§ **INSTRUCCIONES**
- a) ¿Qué tribunal, según el fragmento, es el que habría de pronunciarse sobre un recurso al Estado de Alarma?
- b) ¿Por qué, según el fragmento, el funcionario jubilado deja caer la vista contra las fachadas borrosas del otro lado de la calle?
- c) ¿En qué cosas posa la mirada el funcionario jubilado a lo largo del fragmento? Enuméralas todas.

§ **FRAGMENTO DEL DOCUMENTO**
Pablo Iglesias
Justicia
Si el vicepresidente de un gobierno tiene ya un conocimiento previo de lo que va a decir un tribunal, cómo no habrá de tenerlo su jefe
El viejo funcionario jubilado levanta la vista del periódico para dejarla caer contra las fachadas borrosas y el movimiento de figuras sin forma al otro lado de la calle. Con la mirada perdida en ese fondo impreciso, le resulta más fácil concentrarse en lo que acaba de leer. O sea, se explica en voz baja, como la justicia me anula el plan por falta de armazón legal, subo un peldaño, declaro la Alarma y a ver quién es ahora el guapo que me corrige. Se arriesga, estima el hombre, a que otro tribunal, el Constitucional, que es el que habría de pronunciarse sobre un recurso al Estado de Alarma, le vuelva a atizar un zasca. Otra derrota política, ¿no? Pero seguro que sabe lo que está haciendo. Vuelve el jubilado al periódico, buscando algo que acaba de recordar haber visto hace un instante, y que viene muy a cuento. Sí, aquí está. Claro, así cualquiera: dice Pablo Iglesias que todo el mundo sabe lo que va a decir el Tribunal Supremo sobre la petición de que se le impute por lo de la chiquilla que trabajaba con él e intentó proteger guardándole la famosa tarjeta telefónica.

§ **DATOS PROPORCIONADOS**

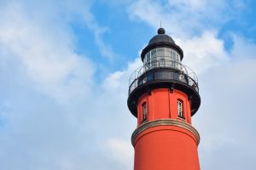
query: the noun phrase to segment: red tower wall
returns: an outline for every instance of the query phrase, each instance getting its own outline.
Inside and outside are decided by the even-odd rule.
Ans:
[[[177,116],[177,99],[183,101],[184,119]],[[147,103],[146,121],[143,121],[144,103]],[[175,89],[171,92],[168,88],[152,90],[139,98],[137,113],[138,127],[132,139],[135,170],[200,169],[199,134],[190,126],[190,103],[184,93]]]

§ **RESPUESTAS POR TAREA**
- a) El Tribunal Constitucional.

- b) Porque, con la mirada perdida en ese fondo impreciso, le resulta más fácil concentrarse en lo que acaba de leer en el periódico.

- c)
- El periódico
- Las fachadas borrosas
- El movimiento de figuras sin forma al otro lado de la calle